World War II can be a touch subject in Asia because Japan violently expanded, conquering its neighbors, then proceeded to not treat the people in those lands quite badly. Some of the more popular anime that has touched on that period have focused more on the suffering of Japanese during that time. Grave of the Fireflies was about a pair of orphans trying to survive as the war wound down, while Barefoot Gen centered around the atomic bomb destroying Hiroshima. Rail of the Star is an interesting change of pace as it at least touches on the fact that other people in Asia were affected by the war and had a lot of animosity toward Japan as a result.

This is a film that was based on a novel by the same name written by Chitose Kobayashi. It’s an account of what she remembered as a child during this time. Her family was fairly well off, running a business in the northern part of Korea in the early 1940s when Japan occupied the country. Chitose was quite young and sheltered at the time, oblivious of the situation. All she did was play with her little sister, and do little girl things. As the war progressed, and Japan’s fortunes changed, she slowly became increasingly aware that something was wrong. Her family was keeping secrets, her father was eventually drafted to fight, and she met a young Korean boy who was being bullied by Japanese children simply for being Korean and insisting on using his Korean name. Things weren’t going well, and it was becoming apparent that Koreans were not being treated fairly by the Japanese.

• Supplied records:
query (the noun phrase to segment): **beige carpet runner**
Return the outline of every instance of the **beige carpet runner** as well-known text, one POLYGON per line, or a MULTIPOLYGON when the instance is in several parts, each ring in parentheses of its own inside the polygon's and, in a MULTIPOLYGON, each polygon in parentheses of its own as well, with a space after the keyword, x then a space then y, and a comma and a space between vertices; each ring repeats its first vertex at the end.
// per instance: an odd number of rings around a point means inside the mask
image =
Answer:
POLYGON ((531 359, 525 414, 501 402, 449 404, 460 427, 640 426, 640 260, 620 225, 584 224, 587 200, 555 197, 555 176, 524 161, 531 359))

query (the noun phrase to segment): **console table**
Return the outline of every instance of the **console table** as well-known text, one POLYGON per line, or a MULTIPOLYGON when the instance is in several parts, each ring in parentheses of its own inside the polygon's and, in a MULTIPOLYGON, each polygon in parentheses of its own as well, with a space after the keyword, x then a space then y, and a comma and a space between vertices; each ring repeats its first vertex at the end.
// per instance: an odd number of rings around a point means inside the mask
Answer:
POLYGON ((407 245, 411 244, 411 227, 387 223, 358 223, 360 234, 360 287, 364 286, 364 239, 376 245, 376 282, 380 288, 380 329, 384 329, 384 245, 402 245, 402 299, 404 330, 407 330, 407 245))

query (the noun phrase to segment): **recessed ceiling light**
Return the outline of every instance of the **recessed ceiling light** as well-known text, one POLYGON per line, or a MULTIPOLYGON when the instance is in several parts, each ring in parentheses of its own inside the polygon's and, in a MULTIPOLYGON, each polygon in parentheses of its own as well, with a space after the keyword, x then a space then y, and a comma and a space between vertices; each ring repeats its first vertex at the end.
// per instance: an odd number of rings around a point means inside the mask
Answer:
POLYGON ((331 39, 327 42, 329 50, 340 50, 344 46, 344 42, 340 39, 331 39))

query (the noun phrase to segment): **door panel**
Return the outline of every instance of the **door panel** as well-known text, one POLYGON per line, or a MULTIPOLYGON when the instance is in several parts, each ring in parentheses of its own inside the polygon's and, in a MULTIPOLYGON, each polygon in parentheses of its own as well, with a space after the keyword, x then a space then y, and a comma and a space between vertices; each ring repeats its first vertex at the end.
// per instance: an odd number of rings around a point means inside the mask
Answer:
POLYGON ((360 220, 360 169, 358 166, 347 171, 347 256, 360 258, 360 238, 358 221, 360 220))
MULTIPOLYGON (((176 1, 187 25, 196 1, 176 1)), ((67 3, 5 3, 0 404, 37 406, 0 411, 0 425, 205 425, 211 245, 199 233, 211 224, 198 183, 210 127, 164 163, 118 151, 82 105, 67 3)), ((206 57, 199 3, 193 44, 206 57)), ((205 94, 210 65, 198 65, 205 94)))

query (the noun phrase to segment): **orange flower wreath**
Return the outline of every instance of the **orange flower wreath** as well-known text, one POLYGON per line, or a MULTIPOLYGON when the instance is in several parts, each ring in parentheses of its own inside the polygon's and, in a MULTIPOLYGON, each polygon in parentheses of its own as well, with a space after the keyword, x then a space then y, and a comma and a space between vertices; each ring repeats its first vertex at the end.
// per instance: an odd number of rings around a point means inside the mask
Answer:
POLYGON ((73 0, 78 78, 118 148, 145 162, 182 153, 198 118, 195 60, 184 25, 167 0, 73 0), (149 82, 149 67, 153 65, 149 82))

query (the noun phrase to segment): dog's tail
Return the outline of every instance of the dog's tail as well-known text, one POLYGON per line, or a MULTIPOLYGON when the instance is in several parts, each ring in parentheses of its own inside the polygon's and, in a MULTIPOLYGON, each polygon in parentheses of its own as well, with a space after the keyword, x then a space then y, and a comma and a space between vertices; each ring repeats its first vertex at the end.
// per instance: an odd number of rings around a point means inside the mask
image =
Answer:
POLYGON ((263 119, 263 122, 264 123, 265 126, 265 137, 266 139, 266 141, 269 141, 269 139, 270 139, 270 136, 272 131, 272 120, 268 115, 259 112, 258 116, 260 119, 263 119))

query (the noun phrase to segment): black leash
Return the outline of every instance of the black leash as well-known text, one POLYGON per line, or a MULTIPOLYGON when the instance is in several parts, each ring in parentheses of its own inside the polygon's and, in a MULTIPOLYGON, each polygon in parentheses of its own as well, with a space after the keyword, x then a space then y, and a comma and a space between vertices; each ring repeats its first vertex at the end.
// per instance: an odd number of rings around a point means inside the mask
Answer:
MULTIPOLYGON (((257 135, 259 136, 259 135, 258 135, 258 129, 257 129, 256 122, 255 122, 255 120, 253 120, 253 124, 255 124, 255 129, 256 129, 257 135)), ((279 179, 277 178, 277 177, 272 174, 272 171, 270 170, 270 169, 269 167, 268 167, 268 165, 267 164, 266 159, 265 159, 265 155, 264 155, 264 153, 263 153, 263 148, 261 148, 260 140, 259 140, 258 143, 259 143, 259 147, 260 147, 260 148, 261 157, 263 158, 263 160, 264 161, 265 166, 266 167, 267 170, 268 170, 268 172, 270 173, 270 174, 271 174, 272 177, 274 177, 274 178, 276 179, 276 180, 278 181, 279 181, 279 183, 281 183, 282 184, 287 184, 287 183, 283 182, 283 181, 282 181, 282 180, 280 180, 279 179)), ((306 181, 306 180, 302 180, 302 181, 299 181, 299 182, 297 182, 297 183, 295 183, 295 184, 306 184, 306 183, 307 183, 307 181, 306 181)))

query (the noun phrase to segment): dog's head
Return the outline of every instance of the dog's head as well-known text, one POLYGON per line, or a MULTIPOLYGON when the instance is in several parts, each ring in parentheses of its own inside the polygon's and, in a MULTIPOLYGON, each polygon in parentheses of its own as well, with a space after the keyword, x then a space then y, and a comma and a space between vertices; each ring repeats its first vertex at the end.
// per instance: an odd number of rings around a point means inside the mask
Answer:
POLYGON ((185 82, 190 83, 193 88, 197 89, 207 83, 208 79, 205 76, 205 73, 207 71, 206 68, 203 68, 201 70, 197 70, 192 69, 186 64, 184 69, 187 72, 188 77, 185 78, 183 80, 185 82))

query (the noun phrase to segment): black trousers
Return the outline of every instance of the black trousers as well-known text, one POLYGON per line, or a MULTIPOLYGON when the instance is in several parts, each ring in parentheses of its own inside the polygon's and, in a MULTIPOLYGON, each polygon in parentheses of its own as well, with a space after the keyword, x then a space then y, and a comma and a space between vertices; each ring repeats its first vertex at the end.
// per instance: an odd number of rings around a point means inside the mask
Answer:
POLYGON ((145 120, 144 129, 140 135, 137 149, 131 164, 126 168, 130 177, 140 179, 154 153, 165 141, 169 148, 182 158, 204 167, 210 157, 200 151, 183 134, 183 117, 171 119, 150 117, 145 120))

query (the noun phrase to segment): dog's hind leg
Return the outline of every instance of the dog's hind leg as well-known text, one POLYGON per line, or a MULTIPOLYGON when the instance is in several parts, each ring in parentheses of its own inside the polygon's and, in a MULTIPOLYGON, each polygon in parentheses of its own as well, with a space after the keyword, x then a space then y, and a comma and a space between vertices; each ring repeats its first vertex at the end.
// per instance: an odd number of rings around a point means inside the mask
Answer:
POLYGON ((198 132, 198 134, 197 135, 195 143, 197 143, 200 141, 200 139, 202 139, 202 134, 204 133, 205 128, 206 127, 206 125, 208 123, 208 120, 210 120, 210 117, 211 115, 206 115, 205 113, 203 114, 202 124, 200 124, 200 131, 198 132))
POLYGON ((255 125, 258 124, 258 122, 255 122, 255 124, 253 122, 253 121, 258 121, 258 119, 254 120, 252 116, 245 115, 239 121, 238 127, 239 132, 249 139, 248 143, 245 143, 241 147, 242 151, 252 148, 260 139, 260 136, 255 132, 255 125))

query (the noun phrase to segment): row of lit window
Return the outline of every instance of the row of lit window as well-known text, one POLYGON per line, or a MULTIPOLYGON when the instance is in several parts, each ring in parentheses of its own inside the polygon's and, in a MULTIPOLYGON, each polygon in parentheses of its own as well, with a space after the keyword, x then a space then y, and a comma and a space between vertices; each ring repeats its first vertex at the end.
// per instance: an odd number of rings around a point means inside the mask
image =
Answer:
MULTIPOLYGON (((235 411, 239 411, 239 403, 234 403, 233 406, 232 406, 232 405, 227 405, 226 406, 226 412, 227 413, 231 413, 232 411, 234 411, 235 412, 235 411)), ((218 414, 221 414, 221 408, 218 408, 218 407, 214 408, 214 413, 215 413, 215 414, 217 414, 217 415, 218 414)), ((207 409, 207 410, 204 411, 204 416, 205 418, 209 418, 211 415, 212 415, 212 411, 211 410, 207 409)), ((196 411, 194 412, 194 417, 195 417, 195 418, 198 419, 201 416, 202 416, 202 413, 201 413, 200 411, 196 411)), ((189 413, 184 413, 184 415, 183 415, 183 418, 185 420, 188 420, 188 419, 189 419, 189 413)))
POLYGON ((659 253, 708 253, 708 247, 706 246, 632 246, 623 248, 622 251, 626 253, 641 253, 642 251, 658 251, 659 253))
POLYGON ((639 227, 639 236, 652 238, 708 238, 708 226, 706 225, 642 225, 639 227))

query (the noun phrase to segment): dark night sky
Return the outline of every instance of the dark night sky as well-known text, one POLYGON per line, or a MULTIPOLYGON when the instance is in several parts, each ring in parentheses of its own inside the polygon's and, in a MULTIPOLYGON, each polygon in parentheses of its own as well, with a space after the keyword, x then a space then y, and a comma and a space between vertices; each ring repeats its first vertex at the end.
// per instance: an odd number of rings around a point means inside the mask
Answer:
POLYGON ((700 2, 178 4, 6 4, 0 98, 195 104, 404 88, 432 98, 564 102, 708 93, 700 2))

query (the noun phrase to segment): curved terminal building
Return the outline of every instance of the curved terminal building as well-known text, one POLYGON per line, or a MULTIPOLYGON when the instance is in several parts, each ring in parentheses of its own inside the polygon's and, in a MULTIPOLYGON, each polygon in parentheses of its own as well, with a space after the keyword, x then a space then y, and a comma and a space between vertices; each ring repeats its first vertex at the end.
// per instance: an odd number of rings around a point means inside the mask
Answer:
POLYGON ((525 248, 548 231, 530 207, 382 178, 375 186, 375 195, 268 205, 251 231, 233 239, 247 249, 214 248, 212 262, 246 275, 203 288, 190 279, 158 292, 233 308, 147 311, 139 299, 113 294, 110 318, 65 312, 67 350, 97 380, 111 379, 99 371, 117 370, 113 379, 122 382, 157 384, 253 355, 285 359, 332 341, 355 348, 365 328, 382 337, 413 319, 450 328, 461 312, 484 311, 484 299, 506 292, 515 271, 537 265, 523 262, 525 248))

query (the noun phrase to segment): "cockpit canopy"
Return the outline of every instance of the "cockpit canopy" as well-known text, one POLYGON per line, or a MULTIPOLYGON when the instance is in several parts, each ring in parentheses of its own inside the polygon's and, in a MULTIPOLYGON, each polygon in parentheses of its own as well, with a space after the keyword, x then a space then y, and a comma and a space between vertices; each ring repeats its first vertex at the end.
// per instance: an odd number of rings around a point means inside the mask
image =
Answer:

• Stated task 1:
Using the review of Rail of the Star, say whether each statement agrees with it. For each, give yes or no and quote the words that decide it. (a) Rail of the Star is based on a novel by Chitose Kobayashi. (b) Barefoot Gen follows a pair of orphans as the war winds down. (c) Chitose's family ran a business in the southern part of Korea.
• Stated task 2:
Carry the Rail of the Star review forward, picking up right after its last sentence.
The lines play no part in this.

• Reply 1:
(a) Yes: "This is a film that was based on a novel by the same name written by Chitose Kobayashi."
(b) No: "Barefoot Gen centered around the atomic bomb destroying Hiroshima."
(c) No: "running a business in the northern part of Korea in the early 1940s"

• Reply 2:
When 1945 comes along and the war ends, viewers are reminded that the Kobayashi family are not in an ideal region: the northern part of Korea. This area would be occupied by the Soviets, and they weren’t taking any steps to allow Japanese to return to their country, as opposed to their American counterparts in the south. With that, the rest of the show is about Chito and her family trying to sneak south with a number of other Japanese families.

All that being said, Rail of the Star takes a simplistic look at these things. Granted, it’s being told from the perspective of a girl who is only 6 years old or so, and as such won’t be in a position to bring forth thought provoking, nuanced views. So, don’t go in expecting a thorough look at the atrocities that Japan committed in Korea. The value of this show is that they bothered to take a look at this at all. Japan has a history of glossing over what it did to its neighbors during this time, but Rail of the Star at least tried to address this a little bit, and it deserves a some credit for that.

Visually, the show isn’t much to look at. It was originally intended for broadcast television and aimed at a very wide audience, so the straightforward, easily palatable art style doesn’t come as a surprise. Given the already touchy subject matter, it makes sense that Madhouse would go for a very accessible visual style. It’s a period piece with nods to how things looked in the 1940s and gets the jobs done conveying the locales of the time.

The main thing that makes Rail of the Star interesting is that it’s a bit of an anomaly in so far as anime that looks at Japan in World War II goes. It is extremely rare to come across something that even hints that Japan may have been the baddies in this conflict. So in that regard, this show is somewhat refreshing. Unfortunately, it doesn’t explore these things in any great detail, but merely touches on a few things briefly. Nevertheless, it’s a curious anime worth checking out for people who want something a little different than the likes of Barefoot Gen or Grave of the Fireflies when it comes to anime set in World War II.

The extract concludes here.